SUPPLIED PASSAGE START
If preventive measures are not successful and the lithium-ion battery ignites, measures must be taken to contain and extinguish the resulting fire as early as possible.
The Li-Ion Tamer is the leading system for the early detection of outgassing events in lithium-ion batteries of all chemistry types, making it the No.1 preventive solution in fire protection for lithium-ion batteries.
With a reaction time of five seconds, even the smallest amounts of gas are detected so that an early warning can be issued to operators. The primary measure is to trigger the battery management systems so that the power supply to the batteries can be switched off. This can prevent a further rise in temperature in the battery cells at an early stage and keep it below the thermal runaway point. In addition, a ventilation system can be activated to extract toxic and flammable gases that have already accumulated in the storage system due to outgassing.
UL9549A quantifies outgassing as a precursor to thermal runaway, while independent testing by DNV-GL concluded after two years of testing that Li-Ion Tamer can prevent thermal runaway of battery storage systems.
In the US, Li-Ion Tamer is now mandatory in many utilities and critical infrastructure as part of the fire protection solutions for battery energy storage systems.
In the event of outgassing, there is no guarantee that the battery management systems will interrupt the power supply in time or that the temperature in the battery cells will not continue to rise due to mechanical damage, for example. In this case, the second stage of our fire protection concept comes into play: containment.
Aerosol fire suppression systems have proven to be the most effective extinguishing system for lithium-ion fires.
Stat-X is the most efficient aerosol fire suppression system on the market and the tool of choice for many lithium-ion battery manufacturers.
The aerosol primarily interrupts the chain reaction of the fire and thus suppresses fires and flames. Secondarily, a cooling effect is achieved as the energy is extracted from the fire. No dangerous and uncontrollable by-products are created, nor are large quantities of extinguishing agent required to bring a lithium fire under control. The Stat-X extinguishing agent has a service life of up to two hours in closed rooms, which guarantees a high level of post-fire safety.
Tragic examples in recent years show just how important post-fire safety is in lithium-ion fires. In 2019, four firefighters in Arizona were injured when they opened a still-smoking battery storage container. A subsequent investigation report by DNV-GL revealed that the fluoroketone extinguishing agent used was unsuitable. 30 minutes after extinguishing, there was no extinguishing agent left in the container, leaving the entire room vulnerable to explosion and fire.
The failure in the selection of the extinguishing agent was identified as the main contributing factor to the severity of the incident.
SUPPLIED PASSAGE END
**ASSIGNMENT**
Answer from the text on lithium-ion battery fire protection:
(a) What reaction time does the Li-Ion Tamer have?
(b) For how long can the Stat-X extinguishing agent remain effective in closed rooms?
(c) In the 2019 Arizona incident, how long after extinguishing was there no extinguishing agent left in the container?
SOURCE DATA START
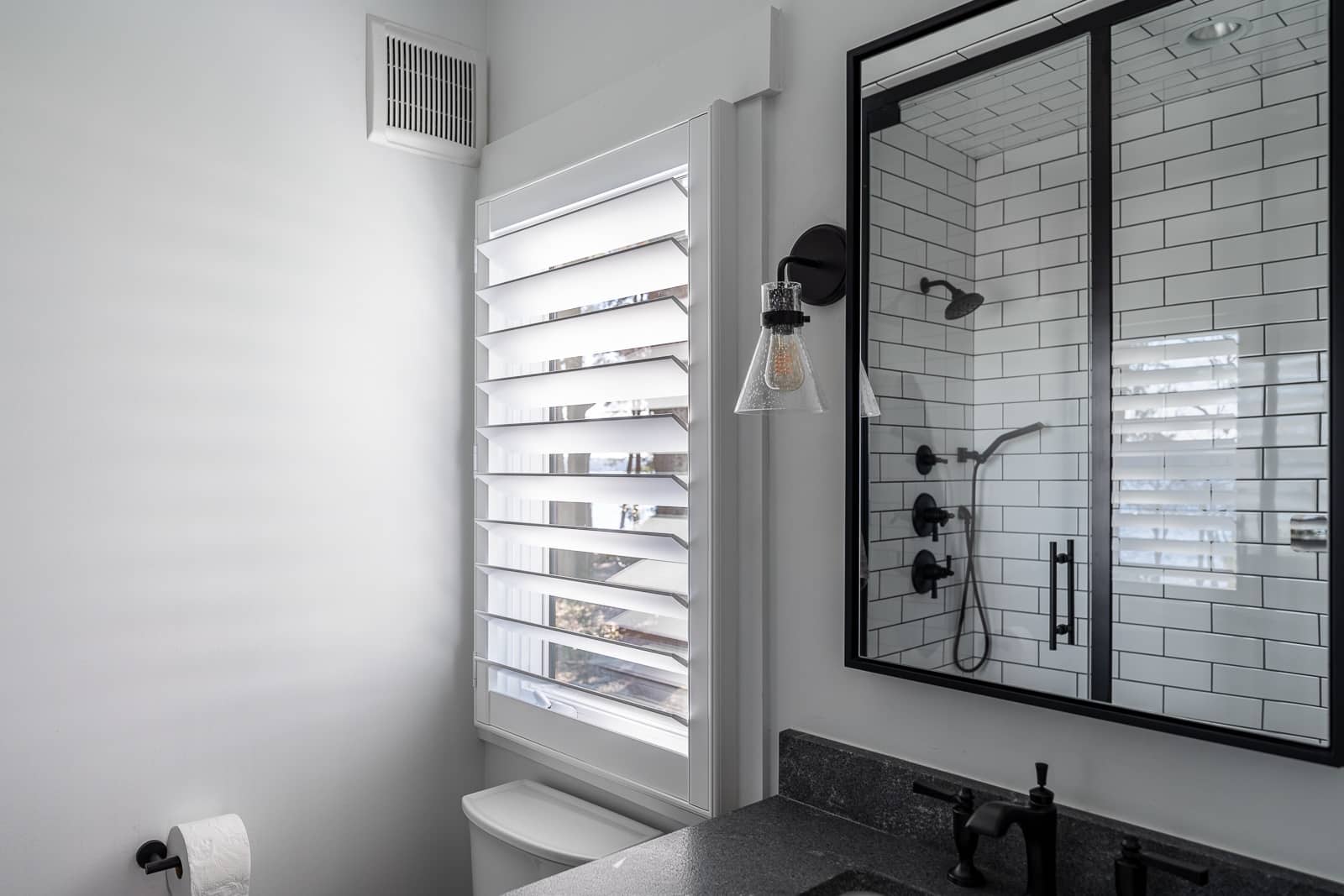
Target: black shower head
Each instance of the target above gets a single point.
SOURCE DATA END
**YOUR SOLUTION**
(a) Five seconds.
(b) Up to two hours.
(c) 30 minutes.